**** SUPPLIED DATA ****
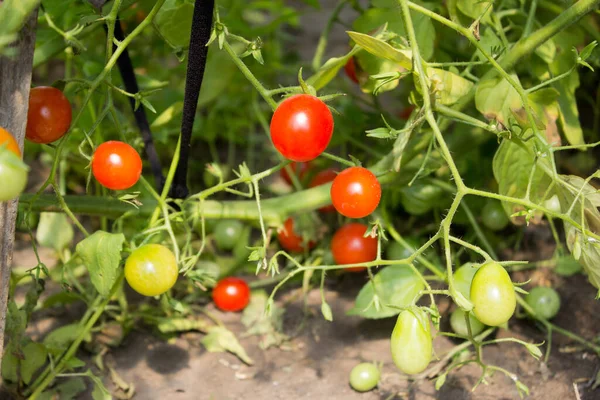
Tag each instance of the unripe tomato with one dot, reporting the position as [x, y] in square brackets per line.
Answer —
[323, 177]
[493, 216]
[290, 240]
[301, 127]
[411, 342]
[545, 301]
[231, 294]
[364, 377]
[493, 295]
[49, 115]
[459, 324]
[151, 270]
[8, 140]
[349, 246]
[355, 192]
[228, 233]
[116, 165]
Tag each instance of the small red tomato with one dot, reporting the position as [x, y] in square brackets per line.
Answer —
[350, 69]
[301, 127]
[355, 192]
[349, 246]
[323, 177]
[300, 169]
[290, 240]
[8, 140]
[231, 294]
[116, 165]
[49, 115]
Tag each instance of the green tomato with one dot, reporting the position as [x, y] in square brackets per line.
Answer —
[545, 302]
[411, 342]
[364, 377]
[493, 216]
[493, 295]
[459, 324]
[228, 233]
[13, 175]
****
WHAT THE TASK REQUIRES
Give an exact reproduction of every line, leaving out any picture.

REPLY
Tag each instance of the unripe tomato with one dot, reporting the position as [x, y] in square brackets per line.
Answer —
[323, 177]
[493, 216]
[290, 240]
[301, 127]
[411, 342]
[545, 301]
[231, 294]
[364, 377]
[493, 295]
[49, 115]
[459, 324]
[151, 270]
[8, 140]
[349, 246]
[355, 192]
[228, 233]
[116, 165]
Tag each instance of the small red tomato with one dot, reporting the position as [x, y] in square brackets per line.
Answer —
[350, 69]
[301, 127]
[355, 192]
[349, 246]
[323, 177]
[300, 169]
[290, 240]
[8, 140]
[231, 294]
[116, 165]
[49, 115]
Tag each instance of the green tomato with one dot, reporting the position as [x, y] in square brackets per line.
Answer —
[545, 302]
[411, 342]
[364, 377]
[493, 216]
[493, 295]
[459, 324]
[228, 233]
[13, 175]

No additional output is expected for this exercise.